--- Material provided Enclosed Below ---
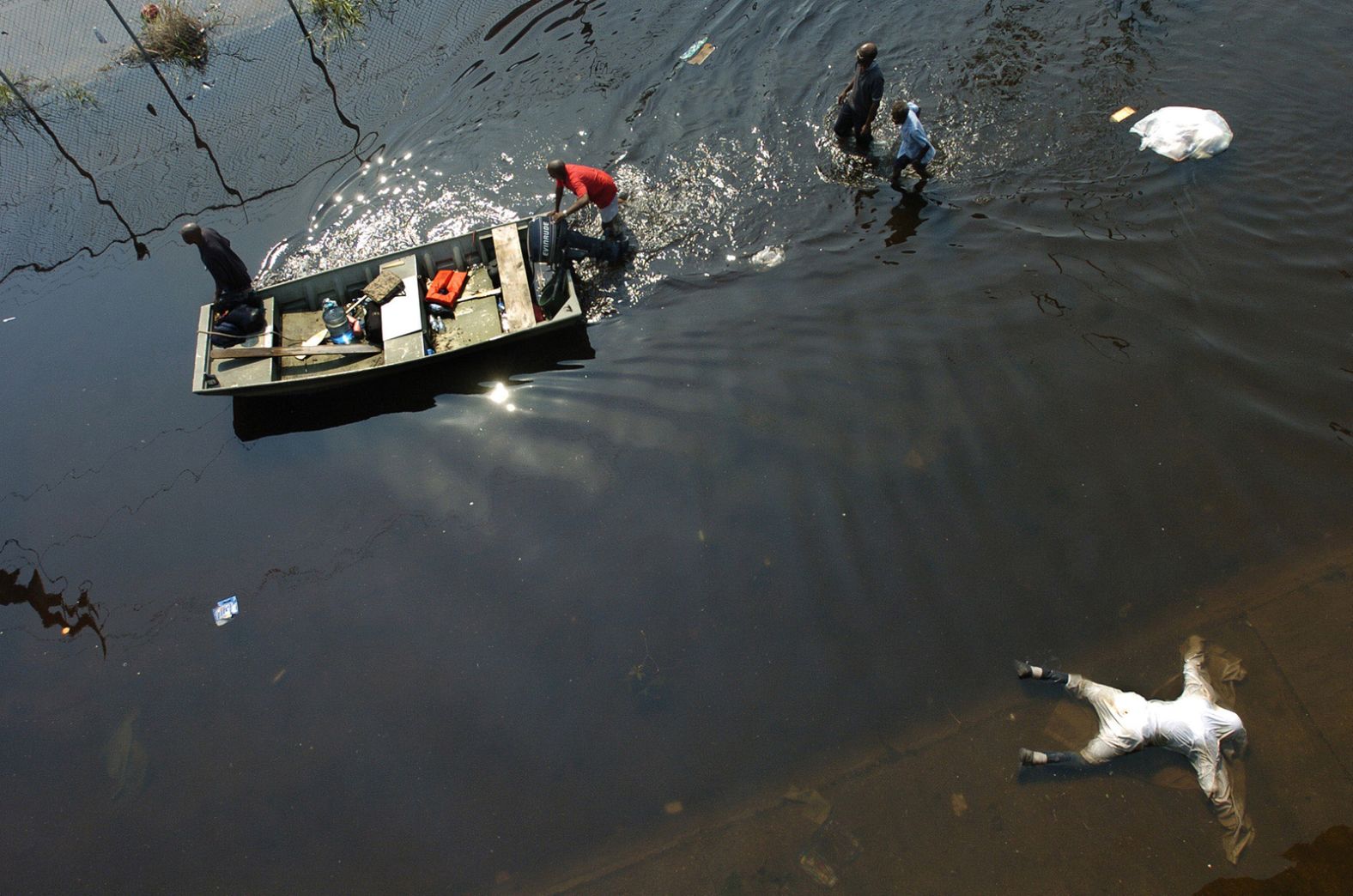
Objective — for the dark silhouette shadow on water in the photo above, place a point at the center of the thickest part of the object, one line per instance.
(52, 608)
(907, 215)
(406, 391)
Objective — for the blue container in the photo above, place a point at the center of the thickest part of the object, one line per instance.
(340, 330)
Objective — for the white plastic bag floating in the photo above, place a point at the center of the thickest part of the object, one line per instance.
(1183, 131)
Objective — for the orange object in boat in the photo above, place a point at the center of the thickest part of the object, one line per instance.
(446, 288)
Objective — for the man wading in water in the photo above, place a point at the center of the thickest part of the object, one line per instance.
(589, 185)
(236, 312)
(865, 91)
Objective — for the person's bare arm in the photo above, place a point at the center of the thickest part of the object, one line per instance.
(582, 201)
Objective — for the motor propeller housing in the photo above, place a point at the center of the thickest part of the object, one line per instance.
(555, 243)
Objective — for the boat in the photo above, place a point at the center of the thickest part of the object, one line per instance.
(501, 300)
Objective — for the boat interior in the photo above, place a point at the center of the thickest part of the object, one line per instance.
(501, 297)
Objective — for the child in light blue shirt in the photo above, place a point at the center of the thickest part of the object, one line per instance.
(913, 147)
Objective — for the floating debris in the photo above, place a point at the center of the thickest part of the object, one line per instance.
(226, 609)
(699, 51)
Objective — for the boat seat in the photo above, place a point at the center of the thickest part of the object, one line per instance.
(512, 276)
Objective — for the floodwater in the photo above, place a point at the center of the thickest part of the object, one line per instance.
(828, 457)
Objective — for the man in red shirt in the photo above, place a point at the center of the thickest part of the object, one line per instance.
(589, 185)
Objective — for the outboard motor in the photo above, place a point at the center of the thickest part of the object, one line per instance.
(555, 243)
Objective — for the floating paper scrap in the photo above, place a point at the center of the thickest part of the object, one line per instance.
(225, 609)
(699, 51)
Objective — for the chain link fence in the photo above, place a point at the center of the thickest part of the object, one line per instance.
(96, 141)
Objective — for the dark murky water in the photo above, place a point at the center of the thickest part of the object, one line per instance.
(836, 451)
--- End of Enclosed Material provided ---
Exact repetition of all entries is required. The pictures should not appear.

Objective — for the dark silhouette shadow on water in the photo above, place a point at the center of the thickest part of the object, one line per instance.
(52, 608)
(907, 215)
(406, 391)
Objective — for the blue container in the photo above, place a point at the center of the thickest part of the object, one line per instance.
(340, 330)
Objective — for the white plastic bag floating in the photo above, place a point at the center of the thickest part of the object, one line per instance.
(1183, 131)
Objective — for the orange object in boat in the photo above, place a point at the center of the thickest part of the object, one line per instance.
(446, 288)
Objective — for the man wading in water in the photo above, place a point at the center of the thickest part of the object, one line per instance.
(589, 185)
(236, 312)
(865, 91)
Objective — for the person's bare arm in the photo above, place a point at the center of the thickest part of the object, one line per instance.
(582, 201)
Objective — for the motor propeller housing in the photo above, place a point at the center of the thickest part of the object, one line per instance.
(555, 243)
Objective — for the boat in the photo above, place a point at the center of the thickest part of the object, one line per instance.
(501, 300)
Objective — for the boat interior in the photo above, place a point at the center of the thickest part of the object, one line per instance.
(501, 297)
Objective — for the child in light blue shirt in the photo above, place a point at the center of the thickest part of the object, one line per instance.
(913, 147)
Objective — for the floating debris in the photo above, place a point at the center of the thickest part of the object, one line per instance.
(226, 609)
(699, 51)
Objective — for the boat seat in the photo above, place a point at the center of the thickest part of the object, one line per instance.
(512, 276)
Objective — for the floodwater in the photo above, place a point at the center of the thickest part of the object, one line per instance.
(828, 457)
Objective — for the man in red shirt in the photo above, place a point at the center of the thickest part of the object, one line per instance.
(589, 185)
Objective — for the outboard motor in the photo above, place a point at the center of the thickest part of the object, one line per instance.
(555, 243)
Objective — for the floating paper scrap in the photo above, place a point at the center of the thickest part of the object, one line per instance.
(225, 609)
(699, 51)
Objective — for the chain link fence in the photo above, place a point at the center of the thickest part of the object, one line per instance.
(96, 141)
Objective — for the dark murky water in the photo above, place a point at the center of the thickest part of the object, one line per instance.
(836, 451)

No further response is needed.